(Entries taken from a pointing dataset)
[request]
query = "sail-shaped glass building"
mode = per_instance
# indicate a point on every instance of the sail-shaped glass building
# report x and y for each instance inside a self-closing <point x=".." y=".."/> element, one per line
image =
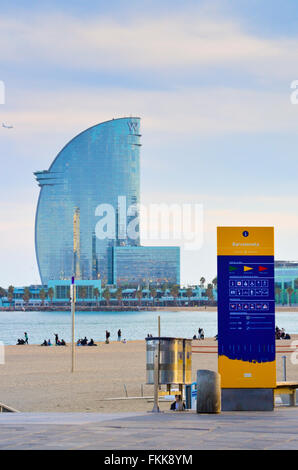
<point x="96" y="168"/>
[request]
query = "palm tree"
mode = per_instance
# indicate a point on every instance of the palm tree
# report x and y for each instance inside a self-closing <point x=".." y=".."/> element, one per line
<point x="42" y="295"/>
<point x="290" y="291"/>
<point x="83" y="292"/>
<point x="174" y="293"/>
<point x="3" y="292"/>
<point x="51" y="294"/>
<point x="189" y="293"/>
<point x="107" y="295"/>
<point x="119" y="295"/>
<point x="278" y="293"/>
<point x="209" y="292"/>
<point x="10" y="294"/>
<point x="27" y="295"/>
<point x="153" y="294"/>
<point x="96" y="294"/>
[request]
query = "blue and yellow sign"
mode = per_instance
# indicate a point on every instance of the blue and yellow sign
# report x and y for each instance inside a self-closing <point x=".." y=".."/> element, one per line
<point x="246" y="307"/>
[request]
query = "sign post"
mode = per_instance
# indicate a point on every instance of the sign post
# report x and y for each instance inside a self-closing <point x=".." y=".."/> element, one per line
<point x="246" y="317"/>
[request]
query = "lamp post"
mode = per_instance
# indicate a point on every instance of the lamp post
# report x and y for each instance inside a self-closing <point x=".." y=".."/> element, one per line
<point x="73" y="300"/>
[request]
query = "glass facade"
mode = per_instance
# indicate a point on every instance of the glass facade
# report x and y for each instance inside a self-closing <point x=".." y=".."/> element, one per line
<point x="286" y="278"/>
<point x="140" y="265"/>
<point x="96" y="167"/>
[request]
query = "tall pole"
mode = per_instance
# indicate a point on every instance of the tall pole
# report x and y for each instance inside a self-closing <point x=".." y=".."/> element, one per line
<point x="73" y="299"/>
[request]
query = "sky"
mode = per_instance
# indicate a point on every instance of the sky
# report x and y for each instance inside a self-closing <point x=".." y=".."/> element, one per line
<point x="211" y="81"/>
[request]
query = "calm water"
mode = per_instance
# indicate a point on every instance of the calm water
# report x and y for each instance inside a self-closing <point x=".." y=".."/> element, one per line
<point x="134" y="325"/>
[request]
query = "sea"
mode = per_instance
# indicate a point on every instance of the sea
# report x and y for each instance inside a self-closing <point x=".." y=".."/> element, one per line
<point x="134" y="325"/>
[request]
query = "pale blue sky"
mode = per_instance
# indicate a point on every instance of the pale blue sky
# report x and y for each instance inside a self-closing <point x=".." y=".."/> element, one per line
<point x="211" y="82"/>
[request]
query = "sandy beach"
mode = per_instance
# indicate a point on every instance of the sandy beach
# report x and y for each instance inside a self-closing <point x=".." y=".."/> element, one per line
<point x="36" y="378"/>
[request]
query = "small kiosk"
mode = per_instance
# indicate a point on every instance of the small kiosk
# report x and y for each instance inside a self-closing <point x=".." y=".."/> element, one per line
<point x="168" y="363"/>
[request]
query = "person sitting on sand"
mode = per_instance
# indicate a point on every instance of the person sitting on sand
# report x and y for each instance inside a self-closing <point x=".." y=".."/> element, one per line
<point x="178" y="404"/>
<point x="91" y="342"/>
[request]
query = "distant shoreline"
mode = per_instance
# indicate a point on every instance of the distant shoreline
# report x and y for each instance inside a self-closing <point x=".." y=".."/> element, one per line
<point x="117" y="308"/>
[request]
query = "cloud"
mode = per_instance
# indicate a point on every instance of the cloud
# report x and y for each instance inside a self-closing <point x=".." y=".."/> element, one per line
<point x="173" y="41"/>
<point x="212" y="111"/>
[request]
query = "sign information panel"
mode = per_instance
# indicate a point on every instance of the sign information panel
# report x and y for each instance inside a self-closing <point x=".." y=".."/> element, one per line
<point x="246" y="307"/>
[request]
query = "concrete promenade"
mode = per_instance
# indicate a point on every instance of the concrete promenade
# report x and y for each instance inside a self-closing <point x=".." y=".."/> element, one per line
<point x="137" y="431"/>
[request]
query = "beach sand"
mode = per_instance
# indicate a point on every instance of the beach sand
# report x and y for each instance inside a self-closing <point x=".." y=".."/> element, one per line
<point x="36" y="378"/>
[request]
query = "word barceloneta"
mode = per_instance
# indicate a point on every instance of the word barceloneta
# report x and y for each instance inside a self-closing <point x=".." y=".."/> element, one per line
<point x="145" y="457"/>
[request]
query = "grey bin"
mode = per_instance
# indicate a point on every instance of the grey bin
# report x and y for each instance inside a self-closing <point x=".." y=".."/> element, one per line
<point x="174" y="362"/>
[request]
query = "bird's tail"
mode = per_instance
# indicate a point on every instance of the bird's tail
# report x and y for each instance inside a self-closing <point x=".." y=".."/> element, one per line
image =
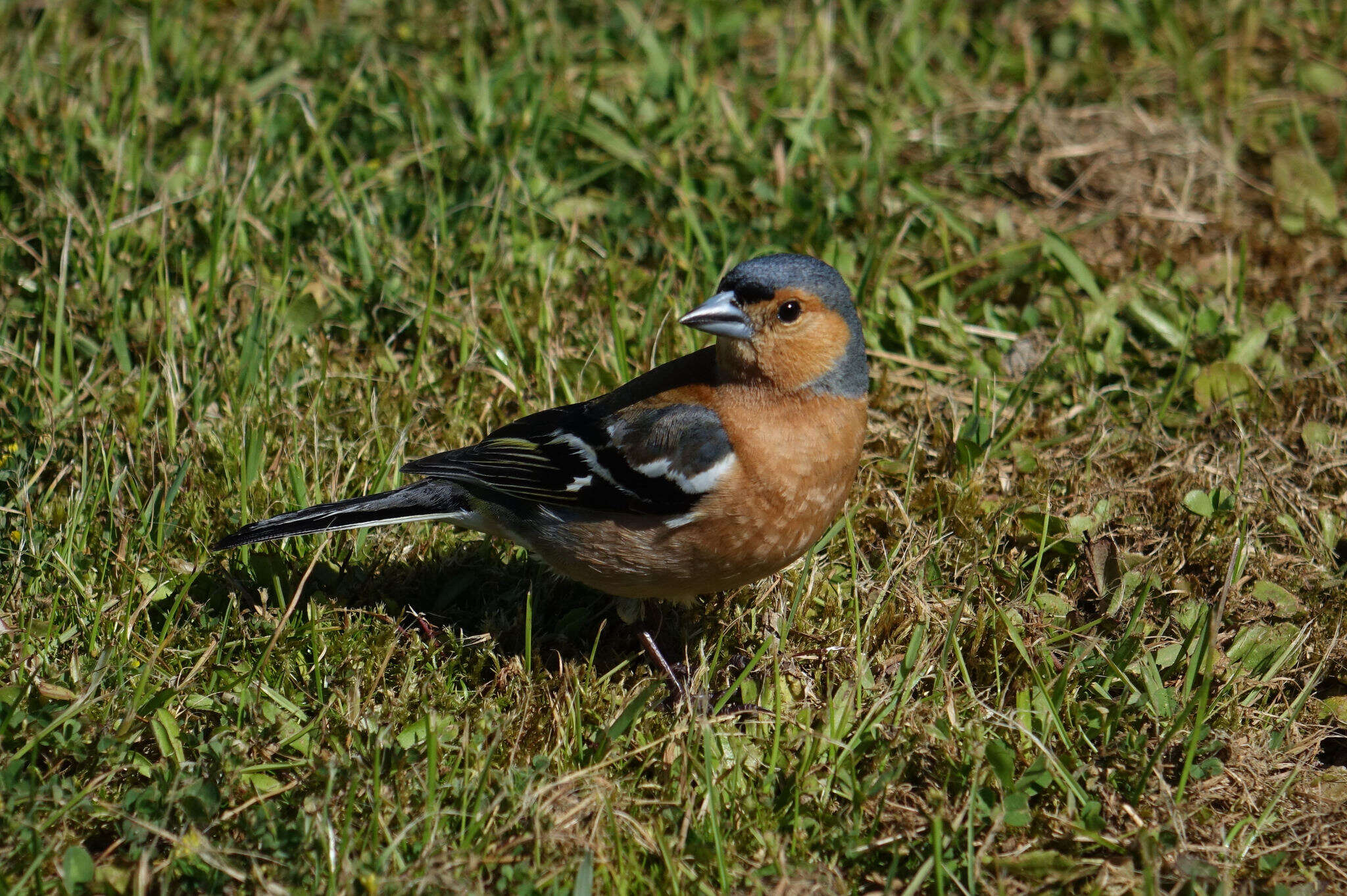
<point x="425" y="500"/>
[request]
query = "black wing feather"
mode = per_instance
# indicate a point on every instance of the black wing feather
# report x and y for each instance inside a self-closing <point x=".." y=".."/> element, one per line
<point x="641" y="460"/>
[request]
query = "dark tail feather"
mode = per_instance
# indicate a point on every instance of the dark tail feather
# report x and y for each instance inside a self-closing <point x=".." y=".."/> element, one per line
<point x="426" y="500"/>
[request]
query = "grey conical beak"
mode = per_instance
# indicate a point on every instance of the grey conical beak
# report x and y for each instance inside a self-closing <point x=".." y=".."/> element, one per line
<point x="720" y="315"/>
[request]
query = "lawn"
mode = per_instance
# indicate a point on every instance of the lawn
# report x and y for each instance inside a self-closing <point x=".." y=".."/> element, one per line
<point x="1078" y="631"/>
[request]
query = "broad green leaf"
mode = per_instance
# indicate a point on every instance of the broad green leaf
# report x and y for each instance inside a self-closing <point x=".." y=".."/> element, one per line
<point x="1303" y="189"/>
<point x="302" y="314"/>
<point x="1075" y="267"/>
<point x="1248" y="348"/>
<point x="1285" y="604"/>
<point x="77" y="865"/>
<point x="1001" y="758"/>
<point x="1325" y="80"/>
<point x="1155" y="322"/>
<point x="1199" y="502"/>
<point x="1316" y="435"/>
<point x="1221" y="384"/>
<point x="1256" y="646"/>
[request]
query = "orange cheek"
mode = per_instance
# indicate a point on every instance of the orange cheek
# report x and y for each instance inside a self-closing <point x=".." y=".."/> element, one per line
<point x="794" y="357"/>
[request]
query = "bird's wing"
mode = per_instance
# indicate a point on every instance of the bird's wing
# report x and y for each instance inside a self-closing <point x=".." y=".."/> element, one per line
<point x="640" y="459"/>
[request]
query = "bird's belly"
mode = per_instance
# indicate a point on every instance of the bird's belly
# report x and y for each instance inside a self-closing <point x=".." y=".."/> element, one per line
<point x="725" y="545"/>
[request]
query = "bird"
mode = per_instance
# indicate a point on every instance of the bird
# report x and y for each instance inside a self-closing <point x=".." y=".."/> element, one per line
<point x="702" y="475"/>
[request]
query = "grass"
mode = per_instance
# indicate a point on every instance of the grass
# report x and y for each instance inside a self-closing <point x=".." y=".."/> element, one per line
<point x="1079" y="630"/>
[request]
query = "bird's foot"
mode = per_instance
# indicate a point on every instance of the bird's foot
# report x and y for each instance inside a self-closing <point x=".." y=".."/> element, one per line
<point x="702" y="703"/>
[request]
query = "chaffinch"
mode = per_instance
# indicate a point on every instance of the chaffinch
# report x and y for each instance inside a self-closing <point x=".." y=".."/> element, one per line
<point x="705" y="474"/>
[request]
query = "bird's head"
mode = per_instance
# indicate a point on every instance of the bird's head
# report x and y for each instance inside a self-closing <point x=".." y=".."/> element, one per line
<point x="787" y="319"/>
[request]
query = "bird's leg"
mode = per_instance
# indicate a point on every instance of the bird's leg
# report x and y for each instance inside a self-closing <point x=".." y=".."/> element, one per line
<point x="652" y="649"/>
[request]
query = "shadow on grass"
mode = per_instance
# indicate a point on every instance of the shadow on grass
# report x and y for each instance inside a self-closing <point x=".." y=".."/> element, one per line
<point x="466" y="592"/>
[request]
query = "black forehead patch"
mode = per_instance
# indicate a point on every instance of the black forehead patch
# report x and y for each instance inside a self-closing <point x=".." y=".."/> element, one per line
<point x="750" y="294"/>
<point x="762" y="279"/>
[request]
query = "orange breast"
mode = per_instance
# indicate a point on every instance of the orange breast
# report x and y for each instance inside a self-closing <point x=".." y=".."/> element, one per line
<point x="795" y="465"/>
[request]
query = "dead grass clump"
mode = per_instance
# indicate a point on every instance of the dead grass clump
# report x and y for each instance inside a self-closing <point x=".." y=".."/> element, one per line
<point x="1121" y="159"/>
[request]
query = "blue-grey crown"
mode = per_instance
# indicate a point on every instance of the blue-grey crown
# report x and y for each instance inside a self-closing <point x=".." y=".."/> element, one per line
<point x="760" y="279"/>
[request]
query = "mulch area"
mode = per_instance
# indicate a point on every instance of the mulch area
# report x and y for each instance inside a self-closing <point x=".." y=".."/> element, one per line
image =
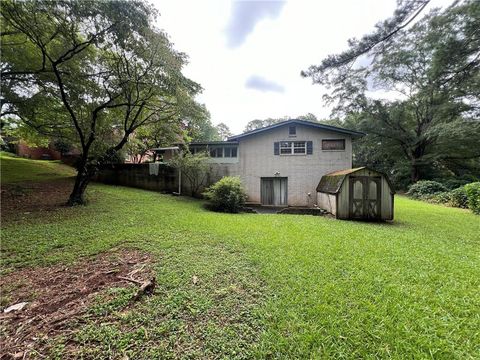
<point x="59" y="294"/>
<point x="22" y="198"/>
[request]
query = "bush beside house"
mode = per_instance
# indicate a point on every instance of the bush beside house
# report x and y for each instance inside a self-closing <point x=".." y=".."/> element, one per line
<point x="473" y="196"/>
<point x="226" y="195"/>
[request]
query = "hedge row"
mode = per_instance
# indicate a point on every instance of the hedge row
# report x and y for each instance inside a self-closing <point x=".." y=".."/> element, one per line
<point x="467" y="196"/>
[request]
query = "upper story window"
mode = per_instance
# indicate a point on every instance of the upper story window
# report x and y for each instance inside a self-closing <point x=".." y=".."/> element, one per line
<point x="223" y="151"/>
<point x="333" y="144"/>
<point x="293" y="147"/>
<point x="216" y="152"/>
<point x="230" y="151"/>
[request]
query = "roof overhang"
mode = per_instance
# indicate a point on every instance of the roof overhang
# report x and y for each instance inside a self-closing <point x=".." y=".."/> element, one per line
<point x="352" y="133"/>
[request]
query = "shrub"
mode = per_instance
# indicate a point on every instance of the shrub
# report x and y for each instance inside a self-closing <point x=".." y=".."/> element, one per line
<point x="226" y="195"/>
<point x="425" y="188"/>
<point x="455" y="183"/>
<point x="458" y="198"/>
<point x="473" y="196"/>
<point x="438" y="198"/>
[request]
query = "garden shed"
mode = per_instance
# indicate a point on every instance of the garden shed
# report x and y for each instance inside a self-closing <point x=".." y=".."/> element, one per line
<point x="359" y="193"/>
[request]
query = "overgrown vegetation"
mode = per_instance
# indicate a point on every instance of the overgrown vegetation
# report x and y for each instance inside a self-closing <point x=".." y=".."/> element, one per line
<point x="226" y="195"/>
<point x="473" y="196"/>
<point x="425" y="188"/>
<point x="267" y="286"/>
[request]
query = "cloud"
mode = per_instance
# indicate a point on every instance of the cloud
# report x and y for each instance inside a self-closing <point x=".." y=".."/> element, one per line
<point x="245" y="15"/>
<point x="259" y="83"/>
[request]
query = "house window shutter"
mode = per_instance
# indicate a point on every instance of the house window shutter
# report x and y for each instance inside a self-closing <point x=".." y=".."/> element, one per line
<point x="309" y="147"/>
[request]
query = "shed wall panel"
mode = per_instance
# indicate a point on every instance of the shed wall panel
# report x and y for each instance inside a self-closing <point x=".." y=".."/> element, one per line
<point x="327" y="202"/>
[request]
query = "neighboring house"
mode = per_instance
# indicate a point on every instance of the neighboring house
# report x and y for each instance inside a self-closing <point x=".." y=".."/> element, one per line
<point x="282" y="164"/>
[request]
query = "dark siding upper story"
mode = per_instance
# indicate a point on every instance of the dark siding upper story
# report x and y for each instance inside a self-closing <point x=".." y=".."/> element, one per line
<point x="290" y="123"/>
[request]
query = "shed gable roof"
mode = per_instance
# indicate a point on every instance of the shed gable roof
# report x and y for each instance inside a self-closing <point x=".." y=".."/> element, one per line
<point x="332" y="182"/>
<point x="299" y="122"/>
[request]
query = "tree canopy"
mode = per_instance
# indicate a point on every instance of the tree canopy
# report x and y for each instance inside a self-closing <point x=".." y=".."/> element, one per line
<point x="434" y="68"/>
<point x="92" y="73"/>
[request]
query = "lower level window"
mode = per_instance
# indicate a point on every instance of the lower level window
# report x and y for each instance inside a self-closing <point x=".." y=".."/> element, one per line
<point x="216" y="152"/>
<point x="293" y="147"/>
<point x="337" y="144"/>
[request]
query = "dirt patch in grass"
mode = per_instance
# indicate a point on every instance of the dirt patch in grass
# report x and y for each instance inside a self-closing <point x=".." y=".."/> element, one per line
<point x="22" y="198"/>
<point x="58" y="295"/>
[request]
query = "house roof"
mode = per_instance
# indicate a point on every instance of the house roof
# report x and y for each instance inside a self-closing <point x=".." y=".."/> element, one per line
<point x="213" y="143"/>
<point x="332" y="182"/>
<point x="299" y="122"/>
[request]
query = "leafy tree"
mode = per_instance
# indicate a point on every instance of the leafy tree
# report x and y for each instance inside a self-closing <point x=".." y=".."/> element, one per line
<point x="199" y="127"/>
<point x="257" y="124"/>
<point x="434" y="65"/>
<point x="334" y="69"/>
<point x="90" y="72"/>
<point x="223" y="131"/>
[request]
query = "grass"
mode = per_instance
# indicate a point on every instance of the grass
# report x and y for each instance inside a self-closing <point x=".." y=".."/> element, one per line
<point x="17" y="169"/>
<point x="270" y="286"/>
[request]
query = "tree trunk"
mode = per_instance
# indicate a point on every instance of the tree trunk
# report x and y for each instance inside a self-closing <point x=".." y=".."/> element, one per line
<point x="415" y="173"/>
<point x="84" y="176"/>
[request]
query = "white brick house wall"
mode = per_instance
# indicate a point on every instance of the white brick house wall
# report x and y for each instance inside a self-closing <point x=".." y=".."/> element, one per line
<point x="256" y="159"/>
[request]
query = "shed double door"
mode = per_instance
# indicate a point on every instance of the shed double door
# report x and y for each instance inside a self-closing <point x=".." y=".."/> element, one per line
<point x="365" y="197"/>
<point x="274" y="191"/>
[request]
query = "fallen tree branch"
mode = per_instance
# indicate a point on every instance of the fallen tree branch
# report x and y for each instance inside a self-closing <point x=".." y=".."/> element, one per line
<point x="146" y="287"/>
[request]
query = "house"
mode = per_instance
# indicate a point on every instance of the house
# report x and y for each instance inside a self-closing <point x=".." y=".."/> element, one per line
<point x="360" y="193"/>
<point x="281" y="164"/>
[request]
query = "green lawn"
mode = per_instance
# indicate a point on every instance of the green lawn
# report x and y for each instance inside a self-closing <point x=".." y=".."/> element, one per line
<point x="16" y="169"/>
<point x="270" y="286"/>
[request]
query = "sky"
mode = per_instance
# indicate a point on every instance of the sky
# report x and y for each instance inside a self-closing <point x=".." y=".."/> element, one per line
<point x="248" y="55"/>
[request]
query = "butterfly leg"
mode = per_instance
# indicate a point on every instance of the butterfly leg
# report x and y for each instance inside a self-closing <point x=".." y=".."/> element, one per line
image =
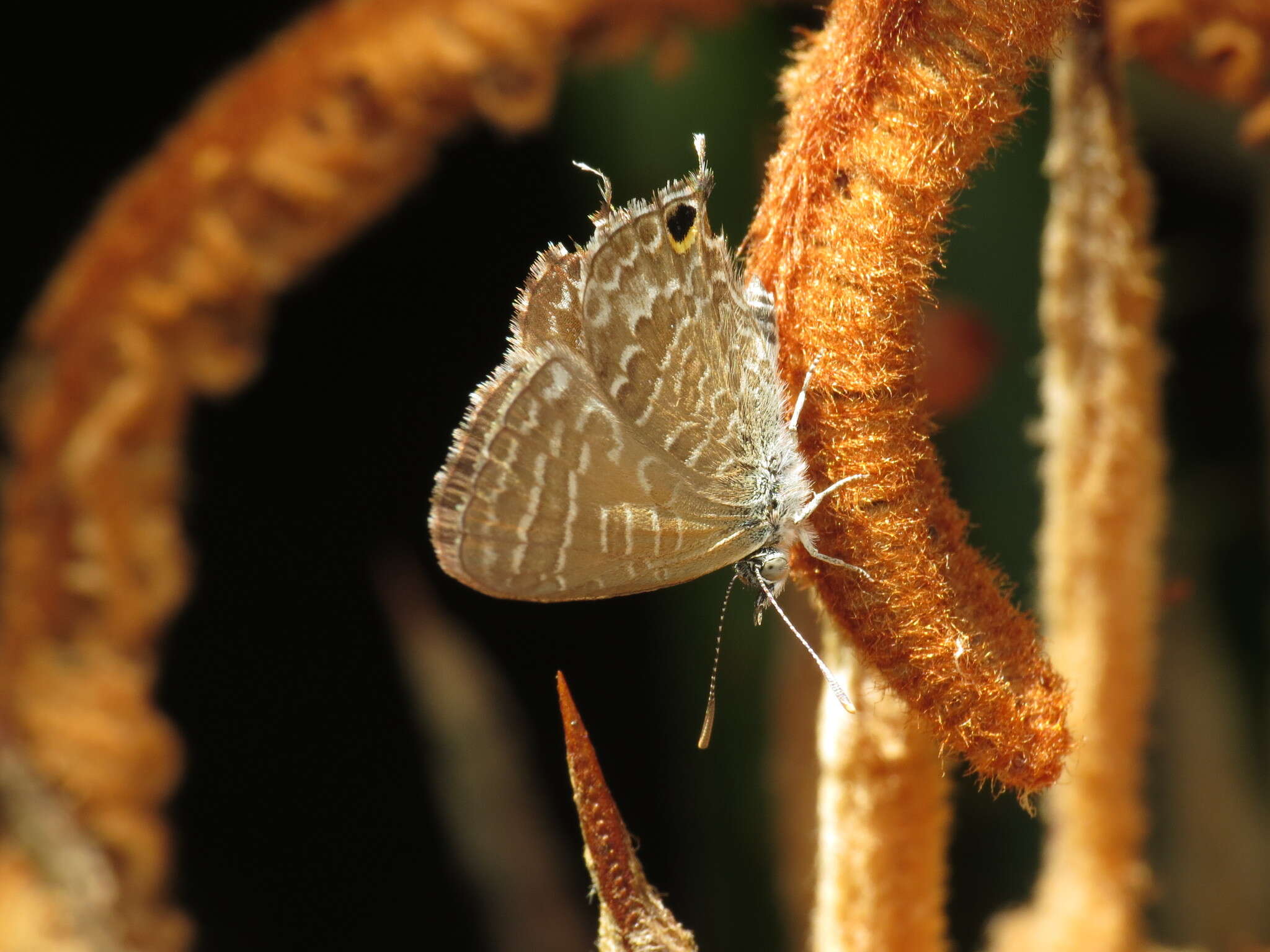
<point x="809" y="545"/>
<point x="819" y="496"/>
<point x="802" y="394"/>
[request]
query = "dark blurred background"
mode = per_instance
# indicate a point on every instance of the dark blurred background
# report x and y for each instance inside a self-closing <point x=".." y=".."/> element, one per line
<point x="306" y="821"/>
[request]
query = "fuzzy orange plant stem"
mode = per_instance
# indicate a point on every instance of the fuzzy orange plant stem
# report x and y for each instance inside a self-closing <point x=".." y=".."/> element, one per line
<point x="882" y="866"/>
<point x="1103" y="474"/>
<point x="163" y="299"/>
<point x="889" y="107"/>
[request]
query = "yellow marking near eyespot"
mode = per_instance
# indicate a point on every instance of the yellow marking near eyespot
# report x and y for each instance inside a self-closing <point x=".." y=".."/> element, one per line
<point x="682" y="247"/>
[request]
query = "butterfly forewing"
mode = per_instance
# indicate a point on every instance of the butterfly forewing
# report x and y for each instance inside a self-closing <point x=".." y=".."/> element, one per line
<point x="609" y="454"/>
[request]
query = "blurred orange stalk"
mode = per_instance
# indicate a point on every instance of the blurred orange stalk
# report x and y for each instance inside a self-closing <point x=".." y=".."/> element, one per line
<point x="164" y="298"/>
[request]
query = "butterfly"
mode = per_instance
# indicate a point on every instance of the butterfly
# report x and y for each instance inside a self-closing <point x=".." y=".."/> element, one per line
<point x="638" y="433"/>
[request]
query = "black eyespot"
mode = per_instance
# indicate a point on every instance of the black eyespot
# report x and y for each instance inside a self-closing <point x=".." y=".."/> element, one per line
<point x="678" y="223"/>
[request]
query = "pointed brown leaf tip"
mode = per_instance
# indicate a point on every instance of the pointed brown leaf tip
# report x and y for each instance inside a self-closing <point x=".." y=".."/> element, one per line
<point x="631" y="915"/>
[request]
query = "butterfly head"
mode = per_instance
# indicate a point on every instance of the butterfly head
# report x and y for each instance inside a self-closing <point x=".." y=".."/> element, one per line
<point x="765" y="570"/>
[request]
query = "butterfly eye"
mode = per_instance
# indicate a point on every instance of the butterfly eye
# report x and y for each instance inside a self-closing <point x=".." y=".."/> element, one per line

▶ _Task prompt_:
Please count the lines in the records above that contain the string "barceloneta", treating uppercase and lowercase as different. Reply with the number alone.

▶ _Written solution_:
2